• Objective: Below you will find a set of lines. Repeat them all exactly.

━━━ Data listing

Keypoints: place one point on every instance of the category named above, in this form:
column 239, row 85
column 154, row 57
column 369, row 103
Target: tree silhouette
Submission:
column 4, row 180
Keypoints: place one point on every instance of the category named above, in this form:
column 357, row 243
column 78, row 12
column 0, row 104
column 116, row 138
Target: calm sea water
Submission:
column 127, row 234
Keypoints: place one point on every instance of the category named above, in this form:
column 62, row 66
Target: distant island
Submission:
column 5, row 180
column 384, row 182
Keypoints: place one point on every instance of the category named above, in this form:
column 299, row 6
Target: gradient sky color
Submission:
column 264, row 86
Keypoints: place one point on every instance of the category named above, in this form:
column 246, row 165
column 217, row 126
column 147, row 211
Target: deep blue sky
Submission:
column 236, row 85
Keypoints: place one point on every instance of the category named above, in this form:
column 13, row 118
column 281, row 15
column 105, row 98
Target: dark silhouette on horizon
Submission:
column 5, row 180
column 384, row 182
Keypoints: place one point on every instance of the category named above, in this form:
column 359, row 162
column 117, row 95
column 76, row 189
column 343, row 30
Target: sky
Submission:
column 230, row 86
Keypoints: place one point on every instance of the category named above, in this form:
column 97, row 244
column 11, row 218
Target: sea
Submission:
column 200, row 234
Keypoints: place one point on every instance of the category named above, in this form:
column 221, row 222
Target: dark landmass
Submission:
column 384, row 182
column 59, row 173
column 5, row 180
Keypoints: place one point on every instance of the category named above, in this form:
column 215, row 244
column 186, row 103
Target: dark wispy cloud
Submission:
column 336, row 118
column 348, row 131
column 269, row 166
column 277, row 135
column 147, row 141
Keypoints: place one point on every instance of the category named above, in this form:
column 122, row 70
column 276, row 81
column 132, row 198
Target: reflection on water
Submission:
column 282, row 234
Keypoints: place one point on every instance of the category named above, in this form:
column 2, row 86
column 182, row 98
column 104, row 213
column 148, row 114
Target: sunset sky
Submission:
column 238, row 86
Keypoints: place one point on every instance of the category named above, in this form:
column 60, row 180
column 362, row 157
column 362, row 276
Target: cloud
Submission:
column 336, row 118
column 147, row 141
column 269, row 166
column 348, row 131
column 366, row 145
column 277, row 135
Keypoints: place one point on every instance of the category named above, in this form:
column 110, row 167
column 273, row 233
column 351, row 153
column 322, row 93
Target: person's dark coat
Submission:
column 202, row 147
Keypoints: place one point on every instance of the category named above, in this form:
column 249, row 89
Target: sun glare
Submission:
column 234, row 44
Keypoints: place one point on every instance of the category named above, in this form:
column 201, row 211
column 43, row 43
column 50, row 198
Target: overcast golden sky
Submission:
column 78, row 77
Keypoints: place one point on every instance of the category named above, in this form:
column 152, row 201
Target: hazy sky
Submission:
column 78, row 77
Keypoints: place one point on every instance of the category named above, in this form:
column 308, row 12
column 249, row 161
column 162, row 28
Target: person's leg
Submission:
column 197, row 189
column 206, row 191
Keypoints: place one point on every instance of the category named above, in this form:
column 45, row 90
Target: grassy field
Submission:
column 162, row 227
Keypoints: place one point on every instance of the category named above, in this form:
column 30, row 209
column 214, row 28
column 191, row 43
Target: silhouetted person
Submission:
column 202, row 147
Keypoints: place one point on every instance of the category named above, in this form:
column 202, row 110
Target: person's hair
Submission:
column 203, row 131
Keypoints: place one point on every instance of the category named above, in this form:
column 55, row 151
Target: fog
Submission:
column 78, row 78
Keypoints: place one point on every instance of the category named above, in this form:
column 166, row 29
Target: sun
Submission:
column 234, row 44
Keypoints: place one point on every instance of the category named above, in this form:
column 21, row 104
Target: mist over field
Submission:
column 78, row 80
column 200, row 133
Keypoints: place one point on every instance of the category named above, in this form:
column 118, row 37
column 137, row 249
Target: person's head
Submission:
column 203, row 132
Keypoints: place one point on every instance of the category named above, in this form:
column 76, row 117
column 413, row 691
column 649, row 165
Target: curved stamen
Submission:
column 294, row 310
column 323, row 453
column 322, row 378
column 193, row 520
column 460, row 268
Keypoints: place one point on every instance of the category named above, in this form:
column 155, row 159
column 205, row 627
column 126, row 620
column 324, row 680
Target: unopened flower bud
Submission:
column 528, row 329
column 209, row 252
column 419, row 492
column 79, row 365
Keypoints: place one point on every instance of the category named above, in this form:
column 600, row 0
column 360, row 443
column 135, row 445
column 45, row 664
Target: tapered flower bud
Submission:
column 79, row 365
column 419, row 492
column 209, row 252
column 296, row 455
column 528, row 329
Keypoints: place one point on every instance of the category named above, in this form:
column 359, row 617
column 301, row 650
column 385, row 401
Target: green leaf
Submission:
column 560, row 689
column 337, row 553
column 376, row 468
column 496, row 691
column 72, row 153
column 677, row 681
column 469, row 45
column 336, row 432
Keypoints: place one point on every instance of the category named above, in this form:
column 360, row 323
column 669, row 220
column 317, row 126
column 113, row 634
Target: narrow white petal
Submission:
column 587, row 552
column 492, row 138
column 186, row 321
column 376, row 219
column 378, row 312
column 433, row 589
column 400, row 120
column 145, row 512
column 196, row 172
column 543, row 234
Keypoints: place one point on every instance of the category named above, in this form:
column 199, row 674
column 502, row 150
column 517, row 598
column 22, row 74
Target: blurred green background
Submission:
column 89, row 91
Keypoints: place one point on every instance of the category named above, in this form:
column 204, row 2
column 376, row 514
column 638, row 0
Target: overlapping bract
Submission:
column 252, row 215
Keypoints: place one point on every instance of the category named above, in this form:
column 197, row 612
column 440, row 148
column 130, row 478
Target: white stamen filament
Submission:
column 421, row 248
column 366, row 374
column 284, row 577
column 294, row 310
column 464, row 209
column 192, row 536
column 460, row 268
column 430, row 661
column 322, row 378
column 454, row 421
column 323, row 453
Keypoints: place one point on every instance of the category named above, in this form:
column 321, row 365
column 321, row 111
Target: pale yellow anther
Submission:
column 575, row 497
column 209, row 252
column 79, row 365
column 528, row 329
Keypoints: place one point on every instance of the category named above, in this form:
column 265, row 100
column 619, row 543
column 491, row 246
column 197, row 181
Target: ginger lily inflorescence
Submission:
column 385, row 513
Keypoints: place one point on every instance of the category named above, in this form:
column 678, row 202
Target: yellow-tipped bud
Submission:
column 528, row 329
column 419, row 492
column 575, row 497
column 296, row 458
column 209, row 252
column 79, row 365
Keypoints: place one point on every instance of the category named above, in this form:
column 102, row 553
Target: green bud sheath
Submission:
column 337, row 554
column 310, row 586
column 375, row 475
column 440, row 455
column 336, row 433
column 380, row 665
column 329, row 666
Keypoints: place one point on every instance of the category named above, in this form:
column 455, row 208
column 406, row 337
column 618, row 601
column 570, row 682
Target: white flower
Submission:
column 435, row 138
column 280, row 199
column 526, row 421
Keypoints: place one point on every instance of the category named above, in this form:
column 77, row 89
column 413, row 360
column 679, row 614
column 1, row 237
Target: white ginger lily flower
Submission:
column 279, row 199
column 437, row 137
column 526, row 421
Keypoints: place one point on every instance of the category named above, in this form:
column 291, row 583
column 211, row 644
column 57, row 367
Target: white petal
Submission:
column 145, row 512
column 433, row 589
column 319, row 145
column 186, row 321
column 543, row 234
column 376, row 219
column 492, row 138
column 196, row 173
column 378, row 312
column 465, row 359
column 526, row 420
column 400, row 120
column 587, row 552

━━━━━━

• Response to the exercise:
Keypoints: place one point on every instance of the category named above, in this form:
column 239, row 85
column 154, row 57
column 369, row 103
Target: tree silhouette
Submission:
column 4, row 180
Keypoints: place one point on every instance of the category named above, in this form:
column 357, row 243
column 78, row 12
column 0, row 104
column 116, row 138
Target: calm sea water
Submission:
column 127, row 234
Keypoints: place one point on every instance of the category named above, in this form:
column 62, row 66
Target: distant island
Submission:
column 5, row 180
column 384, row 182
Keypoints: place one point on every instance of the category named above, in this form:
column 299, row 6
Target: gradient sky color
Submission:
column 264, row 86
Keypoints: place one point on every instance of the category named above, in this form:
column 246, row 165
column 217, row 126
column 147, row 211
Target: deep blue sky
Submission:
column 236, row 85
Keypoints: place one point on every instance of the category named above, in this form:
column 13, row 118
column 281, row 15
column 105, row 98
Target: dark silhouette on horizon
Submission:
column 5, row 180
column 384, row 182
Keypoints: place one point on every instance of the category named above, in this form:
column 359, row 162
column 117, row 95
column 76, row 189
column 343, row 30
Target: sky
Submission:
column 230, row 86
Keypoints: place one point on every instance of the category named above, in this form:
column 97, row 244
column 11, row 218
Target: sea
Submission:
column 200, row 234
Keypoints: place one point on every instance of the category named above, in this form:
column 221, row 222
Target: dark landmass
Submission:
column 384, row 182
column 59, row 173
column 5, row 180
Keypoints: place one point on every instance of the category named above, in this form:
column 215, row 244
column 186, row 103
Target: dark wispy cloud
Submission:
column 336, row 118
column 348, row 131
column 269, row 166
column 277, row 135
column 147, row 141
Keypoints: place one point on every instance of the category named above, in this form:
column 122, row 70
column 276, row 81
column 132, row 198
Target: reflection on water
Submission:
column 282, row 234
Keypoints: place one point on every instance of the category named above, in this form:
column 2, row 86
column 182, row 98
column 104, row 213
column 148, row 114
Target: sunset sky
Submission:
column 238, row 86
Keypoints: place one point on every instance of the category named above, in this form:
column 60, row 180
column 362, row 157
column 362, row 276
Target: cloud
Submission:
column 336, row 118
column 147, row 141
column 269, row 166
column 348, row 131
column 366, row 145
column 277, row 135
Keypoints: place one point on every instance of the category named above, in this form:
column 110, row 167
column 273, row 233
column 351, row 153
column 322, row 93
Target: person's dark coat
Submission:
column 202, row 147
Keypoints: place one point on every instance of the category named above, in this form:
column 249, row 89
Target: sun glare
Submission:
column 234, row 44
Keypoints: place one point on every instance of the category named above, in this form:
column 201, row 211
column 43, row 43
column 50, row 198
Target: overcast golden sky
Submission:
column 78, row 77
Keypoints: place one point on every instance of the category named above, in this form:
column 152, row 201
Target: hazy sky
Submission:
column 78, row 77
Keypoints: place one point on every instance of the category named above, in this form:
column 308, row 12
column 249, row 161
column 162, row 28
Target: person's leg
Submission:
column 197, row 189
column 206, row 191
Keypoints: place one point on every instance of the category named above, in this form:
column 45, row 90
Target: grassy field
Submission:
column 162, row 227
Keypoints: place one point on every instance of the category named above, in this form:
column 30, row 209
column 214, row 28
column 191, row 43
Target: silhouetted person
Submission:
column 202, row 147
Keypoints: place one point on every instance of the category named above, in this form:
column 202, row 110
Target: person's hair
Submission:
column 203, row 131
Keypoints: place one point on every instance of the category named above, in this form:
column 55, row 151
Target: fog
Submission:
column 78, row 78
Keypoints: place one point on every instance of the category named above, in this form:
column 166, row 29
Target: sun
Submission:
column 234, row 44
Keypoints: place one point on every instance of the category named above, in this form:
column 21, row 104
Target: mist over field
Submission:
column 78, row 80
column 200, row 133
Keypoints: place one point on every instance of the category named above, in this form:
column 118, row 37
column 137, row 249
Target: person's head
Submission:
column 203, row 132
Keypoints: place one point on every instance of the category named above, in this form:
column 76, row 117
column 413, row 691
column 649, row 165
Target: curved stamen
Submission:
column 294, row 310
column 323, row 453
column 322, row 378
column 193, row 520
column 460, row 268
Keypoints: place one point on every instance of the category named above, in this form:
column 155, row 159
column 205, row 627
column 126, row 620
column 324, row 680
Target: unopened flower bud
Submission:
column 528, row 329
column 209, row 252
column 419, row 492
column 79, row 365
Keypoints: place one point on every instance of the category named above, in this form:
column 600, row 0
column 360, row 443
column 135, row 445
column 45, row 664
Target: tapered flower bud
Submission:
column 79, row 365
column 419, row 492
column 209, row 252
column 296, row 455
column 528, row 329
Keypoints: place one point on every instance of the category named above, in this form:
column 359, row 617
column 301, row 650
column 385, row 401
Target: green leaf
Submission:
column 560, row 689
column 337, row 553
column 376, row 468
column 496, row 691
column 72, row 153
column 677, row 681
column 469, row 45
column 336, row 432
Keypoints: place one point on every instance of the category named above, in this form:
column 360, row 323
column 669, row 220
column 317, row 126
column 113, row 634
Target: narrow white petal
Submission:
column 587, row 552
column 492, row 138
column 186, row 321
column 376, row 219
column 378, row 312
column 433, row 589
column 400, row 120
column 145, row 512
column 196, row 172
column 543, row 234
Keypoints: place one point on every instance of the category named above, in this form:
column 199, row 674
column 502, row 150
column 517, row 598
column 22, row 74
Target: blurred green background
Submission:
column 89, row 91
Keypoints: place one point on every instance of the category named above, in this form:
column 204, row 2
column 376, row 514
column 638, row 0
Target: overlapping bract
Submission:
column 252, row 215
Keypoints: place one point on every instance of the category named above, in this form:
column 197, row 612
column 440, row 148
column 130, row 478
Target: white stamen filament
Submission:
column 421, row 248
column 366, row 374
column 284, row 577
column 294, row 310
column 464, row 209
column 192, row 536
column 460, row 268
column 430, row 661
column 322, row 378
column 454, row 421
column 323, row 453
Keypoints: place one point on every instance of the category named above, in this form:
column 321, row 365
column 321, row 111
Target: pale yellow anther
Submission:
column 575, row 497
column 209, row 252
column 79, row 365
column 528, row 329
Keypoints: place one point on every instance of the category named above, in this form:
column 265, row 100
column 619, row 543
column 491, row 246
column 197, row 181
Target: ginger lily inflorescence
Submission:
column 385, row 513
Keypoints: place one point on every instance of the category named above, in this form:
column 678, row 202
Target: yellow-tipped bud
Submission:
column 528, row 329
column 419, row 492
column 575, row 497
column 296, row 458
column 209, row 252
column 79, row 365
Keypoints: place one point on every instance of the category named above, in this form:
column 102, row 553
Target: green bud sheath
Submission:
column 337, row 554
column 310, row 586
column 375, row 475
column 440, row 455
column 336, row 433
column 380, row 665
column 329, row 666
Keypoints: place one point on every instance of the category named above, in this form:
column 455, row 208
column 406, row 337
column 618, row 601
column 570, row 682
Target: white flower
Submission:
column 435, row 138
column 280, row 199
column 526, row 421
Keypoints: place one point on every instance of the category named above, in this form:
column 77, row 89
column 413, row 360
column 679, row 614
column 1, row 237
Target: white ginger lily flower
Submission:
column 279, row 199
column 437, row 137
column 526, row 421
Keypoints: place one point on every instance of the category named above, in this form:
column 291, row 583
column 211, row 644
column 57, row 367
Target: white petal
Submission:
column 145, row 512
column 433, row 589
column 319, row 145
column 186, row 321
column 543, row 234
column 376, row 219
column 492, row 138
column 196, row 173
column 378, row 312
column 465, row 359
column 526, row 420
column 400, row 120
column 587, row 552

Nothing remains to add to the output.